## Exercises
1/ Decide whether each statement below agrees with the passage on Swiss listings for Chinese companies. For each of (a), (b) and (c), answer yes or no and quote the words of the passage that settle it.

(a) SIX launched the Swiss GDR-leg of the China-Switzerland Stock Connect in July.
(b) The arrangement required Chinese companies to make their audit files accessible to Swiss officials.
(c) Wang Hang is a partner at Baker McKenzie based in Hong Kong.
2/ Pick up the passage on Swiss listings for Chinese companies after its final sentence and write the next part.

____ Extract to read

The Swiss bourse has been working closely with China since this year to pave the way for Chinese companies seeking secondary listings there. In July, SIX officially launched the Swiss GDR-leg of the China-Switzerland Stock Connect, providing a new offshore source of trading liquidity for stocks listed on the Shanghai and Shenzhen exchanges.  

The arrangement was attractive to Beijing because, unlike US regulatory norms, it did not require Chinese companies to make their audit files accessible to Swiss officials.

In addition to a faster listing process, a greater valuation, and reduced post-listing maintenance expenses, SIX is preferred over HKEX.

“The listing process of the Swiss GDR is faster and more efficient than a Hong Kong IPO,” Wang Hang, a Beijing-based partner at Baker McKenzie, told It typically takes around three to four months only from kick-off to completion of a Swiss GDRs.

“Moreover, SIX is a strong avenue for promoting the profile and investment value of these Chinese companies in Europe, particularly for those with a global footprint or in need of finance to fuel their global expansion goals,” Wang said.

________
____ Record set

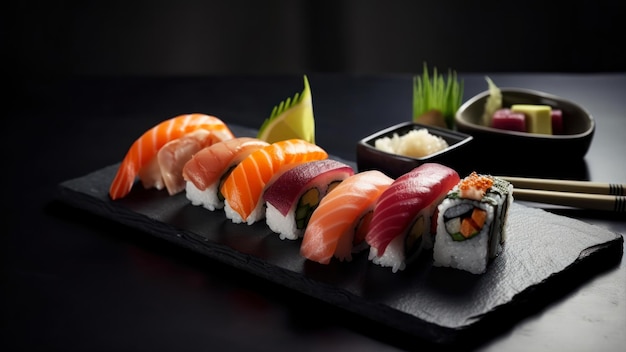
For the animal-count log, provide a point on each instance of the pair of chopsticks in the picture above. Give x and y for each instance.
(577, 194)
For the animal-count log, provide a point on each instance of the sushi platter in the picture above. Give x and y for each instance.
(545, 256)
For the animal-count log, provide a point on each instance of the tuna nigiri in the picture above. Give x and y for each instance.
(146, 147)
(339, 224)
(205, 172)
(243, 188)
(401, 223)
(292, 197)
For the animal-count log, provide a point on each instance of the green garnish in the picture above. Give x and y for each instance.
(292, 118)
(443, 95)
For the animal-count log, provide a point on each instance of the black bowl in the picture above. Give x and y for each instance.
(393, 165)
(573, 143)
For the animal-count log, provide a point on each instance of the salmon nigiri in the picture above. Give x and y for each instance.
(403, 214)
(243, 188)
(339, 224)
(205, 172)
(145, 148)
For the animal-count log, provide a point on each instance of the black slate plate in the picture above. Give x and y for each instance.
(544, 252)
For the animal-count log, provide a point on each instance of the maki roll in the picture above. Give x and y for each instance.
(402, 222)
(296, 193)
(471, 223)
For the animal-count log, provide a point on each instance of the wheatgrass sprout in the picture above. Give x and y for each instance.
(443, 94)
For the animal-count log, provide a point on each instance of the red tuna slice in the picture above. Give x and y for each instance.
(286, 190)
(505, 119)
(396, 208)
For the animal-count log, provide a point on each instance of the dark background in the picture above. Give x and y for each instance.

________

## Solved tasks
1/
(a) Yes: "In July, SIX officially launched the Swiss GDR-leg of the China-Switzerland Stock Connect"
(b) No: "it did not require Chinese companies to make their audit files accessible to Swiss officials."
(c) No: "Wang Hang, a Beijing-based partner at Baker McKenzie"

2/
At the recently-held Shanghai Global Asset Management Forum, Fu Hao, vice chairman of the Shanghai Stock Exchange’s Global Business Development Professional Committee, said that several Chinese firms have successfully issued GDRs and listed in Switzerland this year, raising $3 billion in total. “While the issue price may be relatively high, it has still been accepted by investors and the market,” he added. 

The amount of money raised from GDRs has surpassed expectations for a number of well-known lithium battery businesses that have already listed on the Swiss Stock Exchange, including GEM, Gotion High-tech, Keda Industrial Group, and Ningbo Shanshan. For instance, Shenzhen-based GEM, one of China’s biggest suppliers of battery raw materials, has received more than twice the anticipated subscription amount for their GDR offering.

Aside from the positives, lack of liquidity is a major concern with the Swiss GDRs, as share sales in Switzerland and even the rest of Europe are not expected to match those in New York. While the $685 million secondary listing of Gotion, a well-known Chinese battery maker, is the largest deal to date under the stock connect scheme, it is dwarfed by the US finance market. Over the past two decades, Chinese companies have raised more than $100 billion from share sales on Wall Street.

As of October, the New York Stock Exchange (NYSE) had a market cap of $22.11 trillion, the Nasdaq came in at $17.23 trillion, and SIXO only had a market cap of $1.7 trillion.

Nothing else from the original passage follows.